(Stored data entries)
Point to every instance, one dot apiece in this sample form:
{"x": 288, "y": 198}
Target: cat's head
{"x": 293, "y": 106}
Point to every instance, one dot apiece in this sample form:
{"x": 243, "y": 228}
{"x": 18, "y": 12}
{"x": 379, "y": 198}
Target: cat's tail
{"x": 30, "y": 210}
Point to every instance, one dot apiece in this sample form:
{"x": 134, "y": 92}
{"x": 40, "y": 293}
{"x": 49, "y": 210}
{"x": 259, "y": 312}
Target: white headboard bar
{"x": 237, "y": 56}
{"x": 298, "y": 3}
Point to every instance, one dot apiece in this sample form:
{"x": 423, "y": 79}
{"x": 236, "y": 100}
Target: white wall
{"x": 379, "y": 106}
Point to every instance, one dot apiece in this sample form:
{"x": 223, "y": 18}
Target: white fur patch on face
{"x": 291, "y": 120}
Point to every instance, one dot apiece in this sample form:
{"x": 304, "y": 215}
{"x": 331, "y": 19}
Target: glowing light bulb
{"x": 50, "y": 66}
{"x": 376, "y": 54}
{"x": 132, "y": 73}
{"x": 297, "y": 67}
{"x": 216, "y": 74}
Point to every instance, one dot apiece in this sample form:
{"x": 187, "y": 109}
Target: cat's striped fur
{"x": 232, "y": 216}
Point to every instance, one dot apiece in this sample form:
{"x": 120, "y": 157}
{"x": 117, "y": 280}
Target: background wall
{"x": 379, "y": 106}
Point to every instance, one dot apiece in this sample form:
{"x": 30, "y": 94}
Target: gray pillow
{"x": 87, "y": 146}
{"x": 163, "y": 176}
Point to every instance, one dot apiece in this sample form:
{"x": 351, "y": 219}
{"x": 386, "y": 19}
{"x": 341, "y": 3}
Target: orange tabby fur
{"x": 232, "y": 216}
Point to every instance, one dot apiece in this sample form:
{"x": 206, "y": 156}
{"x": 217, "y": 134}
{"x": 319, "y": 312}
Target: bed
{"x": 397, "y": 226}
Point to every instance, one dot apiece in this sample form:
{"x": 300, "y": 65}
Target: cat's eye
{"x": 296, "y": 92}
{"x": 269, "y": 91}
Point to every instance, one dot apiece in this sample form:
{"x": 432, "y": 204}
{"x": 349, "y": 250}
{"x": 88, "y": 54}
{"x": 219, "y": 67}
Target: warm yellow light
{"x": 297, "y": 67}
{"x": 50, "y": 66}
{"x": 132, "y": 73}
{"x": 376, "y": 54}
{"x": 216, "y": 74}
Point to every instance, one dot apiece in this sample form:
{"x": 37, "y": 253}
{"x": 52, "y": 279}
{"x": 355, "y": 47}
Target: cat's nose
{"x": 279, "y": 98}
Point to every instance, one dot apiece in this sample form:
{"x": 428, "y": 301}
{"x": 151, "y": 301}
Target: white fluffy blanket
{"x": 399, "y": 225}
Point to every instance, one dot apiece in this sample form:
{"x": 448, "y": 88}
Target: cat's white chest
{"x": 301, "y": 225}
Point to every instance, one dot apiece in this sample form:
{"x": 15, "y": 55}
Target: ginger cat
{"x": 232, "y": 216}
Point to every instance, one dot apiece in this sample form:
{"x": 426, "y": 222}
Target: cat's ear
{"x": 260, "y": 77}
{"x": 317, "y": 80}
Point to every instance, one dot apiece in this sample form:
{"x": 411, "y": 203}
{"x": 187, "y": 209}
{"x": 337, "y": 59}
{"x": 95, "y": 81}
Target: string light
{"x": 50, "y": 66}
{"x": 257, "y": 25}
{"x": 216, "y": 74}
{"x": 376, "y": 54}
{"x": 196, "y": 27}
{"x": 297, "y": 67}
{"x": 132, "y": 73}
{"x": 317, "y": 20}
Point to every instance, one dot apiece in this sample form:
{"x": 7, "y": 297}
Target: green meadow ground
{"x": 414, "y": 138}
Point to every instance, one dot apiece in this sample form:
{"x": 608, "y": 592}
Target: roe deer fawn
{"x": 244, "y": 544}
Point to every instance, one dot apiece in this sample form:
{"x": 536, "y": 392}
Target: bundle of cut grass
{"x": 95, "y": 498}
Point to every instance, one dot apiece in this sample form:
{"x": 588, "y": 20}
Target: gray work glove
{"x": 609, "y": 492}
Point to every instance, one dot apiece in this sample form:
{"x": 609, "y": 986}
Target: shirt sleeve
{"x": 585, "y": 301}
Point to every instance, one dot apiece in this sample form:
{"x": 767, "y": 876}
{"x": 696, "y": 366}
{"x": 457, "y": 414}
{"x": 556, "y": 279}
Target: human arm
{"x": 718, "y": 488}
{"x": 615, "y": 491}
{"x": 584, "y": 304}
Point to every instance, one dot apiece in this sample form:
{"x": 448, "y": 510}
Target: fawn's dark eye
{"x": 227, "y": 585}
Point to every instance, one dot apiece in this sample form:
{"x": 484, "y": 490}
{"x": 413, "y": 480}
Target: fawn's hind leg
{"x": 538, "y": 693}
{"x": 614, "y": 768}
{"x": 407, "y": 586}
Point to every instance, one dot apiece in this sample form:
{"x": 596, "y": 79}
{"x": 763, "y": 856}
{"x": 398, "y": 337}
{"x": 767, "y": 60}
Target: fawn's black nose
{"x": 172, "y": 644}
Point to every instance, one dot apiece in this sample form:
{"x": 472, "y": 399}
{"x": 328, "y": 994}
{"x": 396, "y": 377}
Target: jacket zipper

> [Exercise]: All entries are to be copied exactly as they read.

> [Exercise output]:
Point to every instance, one dot apiece in this sample form:
{"x": 288, "y": 198}
Target: cat's head
{"x": 293, "y": 106}
Point to every instance, one dot apiece in this sample form:
{"x": 243, "y": 228}
{"x": 18, "y": 12}
{"x": 379, "y": 198}
Target: cat's tail
{"x": 30, "y": 210}
Point to every instance, one dot apiece in this sample form:
{"x": 134, "y": 92}
{"x": 40, "y": 293}
{"x": 49, "y": 210}
{"x": 259, "y": 312}
Target: white headboard bar
{"x": 237, "y": 56}
{"x": 298, "y": 3}
Point to every instance, one dot apiece in this sample form:
{"x": 423, "y": 79}
{"x": 236, "y": 100}
Target: white wall
{"x": 379, "y": 106}
Point to every instance, one dot apiece in this sample form:
{"x": 223, "y": 18}
Target: white fur patch on face
{"x": 291, "y": 120}
Point to every instance, one dot apiece in this sample form:
{"x": 304, "y": 215}
{"x": 331, "y": 19}
Target: glowing light bulb
{"x": 50, "y": 66}
{"x": 376, "y": 54}
{"x": 132, "y": 73}
{"x": 297, "y": 67}
{"x": 216, "y": 74}
Point to every instance, one dot apiece in this sample form:
{"x": 187, "y": 109}
Target: cat's striped fur
{"x": 232, "y": 216}
Point to every instance, one dot apiece in this sample form:
{"x": 120, "y": 157}
{"x": 117, "y": 280}
Target: background wall
{"x": 379, "y": 106}
Point to every instance, one dot apiece in this sample form:
{"x": 30, "y": 94}
Target: gray pillow
{"x": 87, "y": 146}
{"x": 163, "y": 176}
Point to every instance, one dot apiece in this sample form:
{"x": 351, "y": 219}
{"x": 386, "y": 19}
{"x": 341, "y": 3}
Target: orange tabby fur
{"x": 232, "y": 216}
Point to every instance, one dot apiece in this sample form:
{"x": 206, "y": 156}
{"x": 217, "y": 134}
{"x": 319, "y": 312}
Target: bed
{"x": 397, "y": 226}
Point to every instance, one dot apiece in this sample form:
{"x": 300, "y": 65}
Target: cat's eye
{"x": 296, "y": 92}
{"x": 269, "y": 91}
Point to every instance, one dot apiece in this sample form:
{"x": 432, "y": 204}
{"x": 349, "y": 250}
{"x": 88, "y": 54}
{"x": 219, "y": 67}
Target: warm yellow light
{"x": 297, "y": 67}
{"x": 50, "y": 66}
{"x": 132, "y": 73}
{"x": 376, "y": 54}
{"x": 216, "y": 74}
Point to every instance, one dot apiece in this sample form:
{"x": 37, "y": 253}
{"x": 52, "y": 279}
{"x": 355, "y": 47}
Target: cat's nose
{"x": 279, "y": 98}
Point to every instance, one dot apiece in this sample form:
{"x": 428, "y": 301}
{"x": 151, "y": 301}
Target: white fluffy blanket
{"x": 399, "y": 225}
Point to every instance, one dot apiece in this sample form:
{"x": 448, "y": 88}
Target: cat's white chest
{"x": 301, "y": 225}
Point to every instance, one dot apiece in this sample form:
{"x": 15, "y": 55}
Target: ginger cat
{"x": 232, "y": 216}
Point to every instance, one dot apiece in this sample form:
{"x": 426, "y": 222}
Target: cat's ear
{"x": 260, "y": 77}
{"x": 317, "y": 80}
Point to every instance, one dot apiece in this sample form:
{"x": 411, "y": 203}
{"x": 187, "y": 209}
{"x": 337, "y": 59}
{"x": 95, "y": 81}
Target: string light
{"x": 50, "y": 66}
{"x": 257, "y": 25}
{"x": 216, "y": 74}
{"x": 376, "y": 54}
{"x": 196, "y": 27}
{"x": 297, "y": 67}
{"x": 132, "y": 73}
{"x": 317, "y": 20}
Point to every instance, one dot apiece in this sample form:
{"x": 7, "y": 297}
Target: green meadow ground
{"x": 414, "y": 138}
Point to every instance, one dot apiece in this sample form:
{"x": 608, "y": 592}
Target: roe deer fawn
{"x": 244, "y": 544}
Point to every instance, one dot apiece in this sample form:
{"x": 536, "y": 392}
Target: bundle of cut grass
{"x": 95, "y": 498}
Point to every instance, one dot apiece in this sample form:
{"x": 588, "y": 20}
Target: gray work glove
{"x": 609, "y": 492}
Point to every instance, one dot apiece in this sample form:
{"x": 609, "y": 986}
Target: shirt sleeve
{"x": 585, "y": 301}
Point to every instance, one dot apiece in this sample form:
{"x": 767, "y": 876}
{"x": 696, "y": 366}
{"x": 457, "y": 414}
{"x": 556, "y": 279}
Target: human arm
{"x": 718, "y": 488}
{"x": 615, "y": 491}
{"x": 584, "y": 304}
Point to every instance, one dot apiece in this sample form:
{"x": 448, "y": 510}
Target: fawn's dark eye
{"x": 227, "y": 585}
Point to every instance, one dot apiece in this sample form:
{"x": 484, "y": 490}
{"x": 413, "y": 480}
Target: fawn's hind leg
{"x": 538, "y": 693}
{"x": 614, "y": 768}
{"x": 407, "y": 586}
Point to every instance, one dot apiece in this sample form:
{"x": 596, "y": 79}
{"x": 763, "y": 856}
{"x": 398, "y": 337}
{"x": 767, "y": 60}
Target: fawn's black nose
{"x": 172, "y": 644}
Point to every instance, one dot apiece in this sample form:
{"x": 472, "y": 399}
{"x": 328, "y": 994}
{"x": 396, "y": 377}
Target: jacket zipper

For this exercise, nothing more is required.